Referring expression pointing data
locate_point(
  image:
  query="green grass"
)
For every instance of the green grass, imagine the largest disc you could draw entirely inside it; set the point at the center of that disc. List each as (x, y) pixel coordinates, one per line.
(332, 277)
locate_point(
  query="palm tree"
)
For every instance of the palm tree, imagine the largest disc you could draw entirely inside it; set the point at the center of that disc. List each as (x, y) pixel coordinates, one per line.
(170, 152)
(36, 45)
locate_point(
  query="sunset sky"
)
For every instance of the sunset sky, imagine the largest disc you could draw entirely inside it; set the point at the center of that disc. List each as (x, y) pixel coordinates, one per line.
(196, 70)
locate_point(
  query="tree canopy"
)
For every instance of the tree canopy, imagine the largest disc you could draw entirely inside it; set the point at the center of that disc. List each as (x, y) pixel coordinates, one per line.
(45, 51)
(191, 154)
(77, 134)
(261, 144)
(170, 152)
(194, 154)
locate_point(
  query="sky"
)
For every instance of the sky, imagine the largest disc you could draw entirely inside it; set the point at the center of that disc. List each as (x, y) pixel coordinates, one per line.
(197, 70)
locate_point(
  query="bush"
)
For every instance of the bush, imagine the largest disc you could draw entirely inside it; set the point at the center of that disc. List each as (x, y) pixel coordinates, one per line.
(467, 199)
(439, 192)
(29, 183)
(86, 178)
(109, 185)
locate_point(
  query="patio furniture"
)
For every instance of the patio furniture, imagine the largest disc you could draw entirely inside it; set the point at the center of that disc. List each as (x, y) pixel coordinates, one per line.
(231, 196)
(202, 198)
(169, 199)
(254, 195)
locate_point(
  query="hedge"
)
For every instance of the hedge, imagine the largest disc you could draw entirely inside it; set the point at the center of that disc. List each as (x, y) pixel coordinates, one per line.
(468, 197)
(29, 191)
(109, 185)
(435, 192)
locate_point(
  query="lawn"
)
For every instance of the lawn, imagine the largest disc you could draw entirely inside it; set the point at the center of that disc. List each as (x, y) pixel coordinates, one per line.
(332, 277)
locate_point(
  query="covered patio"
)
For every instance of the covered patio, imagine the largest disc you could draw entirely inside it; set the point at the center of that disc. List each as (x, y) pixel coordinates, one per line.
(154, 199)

Exercise brief: Which lines of the records contain the word "query"? Copy each of them.

Answer to the exercise:
  query="green grass"
  query="palm tree"
  query="sunset sky"
  query="tree canopy"
  query="sky"
  query="bush"
  query="patio furniture"
  query="hedge"
  query="lawn"
  query="covered patio"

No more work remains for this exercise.